▶ What the task asks
Please copy out word for word everything from the line containing "When you get a chance, please identify the boarded-up" down to the line containing "[0,76,85,145]", both included. Leave the pictures out of your copy.

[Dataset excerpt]
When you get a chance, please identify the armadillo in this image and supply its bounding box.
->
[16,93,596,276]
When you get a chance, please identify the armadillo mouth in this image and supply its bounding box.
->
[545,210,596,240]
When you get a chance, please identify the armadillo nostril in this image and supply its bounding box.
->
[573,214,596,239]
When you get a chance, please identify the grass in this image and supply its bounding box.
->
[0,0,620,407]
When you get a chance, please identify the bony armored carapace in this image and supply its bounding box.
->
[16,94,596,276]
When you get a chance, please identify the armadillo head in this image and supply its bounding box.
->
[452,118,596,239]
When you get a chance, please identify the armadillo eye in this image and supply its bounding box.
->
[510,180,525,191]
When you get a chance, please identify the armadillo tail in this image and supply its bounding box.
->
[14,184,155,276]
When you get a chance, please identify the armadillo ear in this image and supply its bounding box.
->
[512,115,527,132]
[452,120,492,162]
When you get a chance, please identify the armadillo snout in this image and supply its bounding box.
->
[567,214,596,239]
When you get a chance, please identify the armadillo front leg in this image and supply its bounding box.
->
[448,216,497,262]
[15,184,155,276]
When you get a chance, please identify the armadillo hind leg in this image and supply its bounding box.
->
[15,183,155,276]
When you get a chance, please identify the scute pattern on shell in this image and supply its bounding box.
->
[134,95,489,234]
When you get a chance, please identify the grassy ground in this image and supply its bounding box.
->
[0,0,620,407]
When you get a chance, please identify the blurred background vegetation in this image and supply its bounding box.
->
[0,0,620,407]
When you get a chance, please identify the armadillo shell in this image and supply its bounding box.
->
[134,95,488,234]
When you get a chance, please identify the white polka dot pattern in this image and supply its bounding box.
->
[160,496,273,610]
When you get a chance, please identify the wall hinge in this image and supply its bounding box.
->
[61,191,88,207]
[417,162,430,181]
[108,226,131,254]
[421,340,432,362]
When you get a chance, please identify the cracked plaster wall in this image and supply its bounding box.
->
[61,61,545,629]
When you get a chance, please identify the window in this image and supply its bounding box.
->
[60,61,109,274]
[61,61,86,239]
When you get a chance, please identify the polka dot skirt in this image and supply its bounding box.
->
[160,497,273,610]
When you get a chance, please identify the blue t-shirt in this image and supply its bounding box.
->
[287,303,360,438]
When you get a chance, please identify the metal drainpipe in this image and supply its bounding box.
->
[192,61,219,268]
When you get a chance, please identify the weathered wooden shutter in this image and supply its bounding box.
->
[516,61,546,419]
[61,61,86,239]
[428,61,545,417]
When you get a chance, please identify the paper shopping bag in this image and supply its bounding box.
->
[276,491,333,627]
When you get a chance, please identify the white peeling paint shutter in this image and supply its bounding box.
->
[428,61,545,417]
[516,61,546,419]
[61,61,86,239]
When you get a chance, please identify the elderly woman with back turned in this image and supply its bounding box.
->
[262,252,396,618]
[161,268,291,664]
...
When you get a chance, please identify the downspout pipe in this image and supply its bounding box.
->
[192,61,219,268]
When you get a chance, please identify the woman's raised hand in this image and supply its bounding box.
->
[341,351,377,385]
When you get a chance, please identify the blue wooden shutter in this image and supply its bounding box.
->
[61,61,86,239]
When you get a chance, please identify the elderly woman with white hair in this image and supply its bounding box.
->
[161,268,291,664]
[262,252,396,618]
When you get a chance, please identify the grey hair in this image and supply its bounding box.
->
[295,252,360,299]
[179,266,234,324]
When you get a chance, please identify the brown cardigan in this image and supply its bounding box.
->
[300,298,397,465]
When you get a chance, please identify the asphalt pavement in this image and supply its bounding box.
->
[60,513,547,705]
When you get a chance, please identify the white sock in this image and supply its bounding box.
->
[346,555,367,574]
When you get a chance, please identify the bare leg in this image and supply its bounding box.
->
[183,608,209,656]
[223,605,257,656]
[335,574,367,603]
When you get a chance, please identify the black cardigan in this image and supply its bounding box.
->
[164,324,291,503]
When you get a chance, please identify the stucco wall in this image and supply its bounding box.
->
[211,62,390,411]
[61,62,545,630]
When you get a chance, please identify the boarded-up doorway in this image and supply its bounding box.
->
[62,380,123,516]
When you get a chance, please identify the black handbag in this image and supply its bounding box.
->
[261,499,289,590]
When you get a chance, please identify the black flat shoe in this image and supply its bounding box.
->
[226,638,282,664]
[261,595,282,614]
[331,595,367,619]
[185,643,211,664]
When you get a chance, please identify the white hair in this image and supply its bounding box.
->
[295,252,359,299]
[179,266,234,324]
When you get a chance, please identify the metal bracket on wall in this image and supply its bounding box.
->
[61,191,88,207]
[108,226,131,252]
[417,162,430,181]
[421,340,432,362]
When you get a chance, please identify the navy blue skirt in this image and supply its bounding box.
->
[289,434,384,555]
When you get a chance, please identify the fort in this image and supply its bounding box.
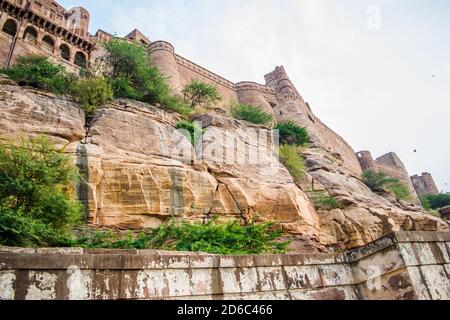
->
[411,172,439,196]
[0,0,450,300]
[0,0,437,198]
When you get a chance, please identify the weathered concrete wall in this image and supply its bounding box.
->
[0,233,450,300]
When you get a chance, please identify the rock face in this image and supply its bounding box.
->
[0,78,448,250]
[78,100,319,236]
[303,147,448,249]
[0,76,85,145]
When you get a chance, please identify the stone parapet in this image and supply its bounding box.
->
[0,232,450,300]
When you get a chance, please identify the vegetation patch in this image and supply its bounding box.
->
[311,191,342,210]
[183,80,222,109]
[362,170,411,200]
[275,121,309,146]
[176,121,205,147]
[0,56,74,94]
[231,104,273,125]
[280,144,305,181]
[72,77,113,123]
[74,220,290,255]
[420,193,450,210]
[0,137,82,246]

▶ Task answer
When you get a chance, please identify the boarded-up doorway in this image and supply its bounding box.
->
[62,380,123,516]
When you get a chance, please identify the black handbag in this image and supply its bounding box.
->
[261,499,289,590]
When you get a chance, please identify the black flat shoe in this image and supply its bounding box.
->
[226,638,282,664]
[261,595,282,614]
[331,595,367,619]
[185,643,211,664]
When you get a chance, please identify the white hair in this image and supply its bounding box.
->
[295,252,359,299]
[179,266,234,324]
When you get a chance, please identify the metal bracket on wall in this image and supply its bounding box.
->
[61,191,88,207]
[108,226,131,252]
[417,162,430,181]
[421,340,432,362]
When you get a chance, please identify the navy blue skirt in this image and supply its bounding box.
->
[289,434,384,555]
When you get a chance, please identify the fort in this image and supply its bounding box.
->
[411,172,439,196]
[0,0,450,300]
[0,0,437,198]
When you get a chance, please identify the weathered concrete wall in this image and supply its bounding box.
->
[0,233,450,300]
When you get a chance, please identify the rock face in this image and supply its bounding box.
->
[0,78,448,250]
[78,100,319,236]
[303,147,448,249]
[0,76,85,145]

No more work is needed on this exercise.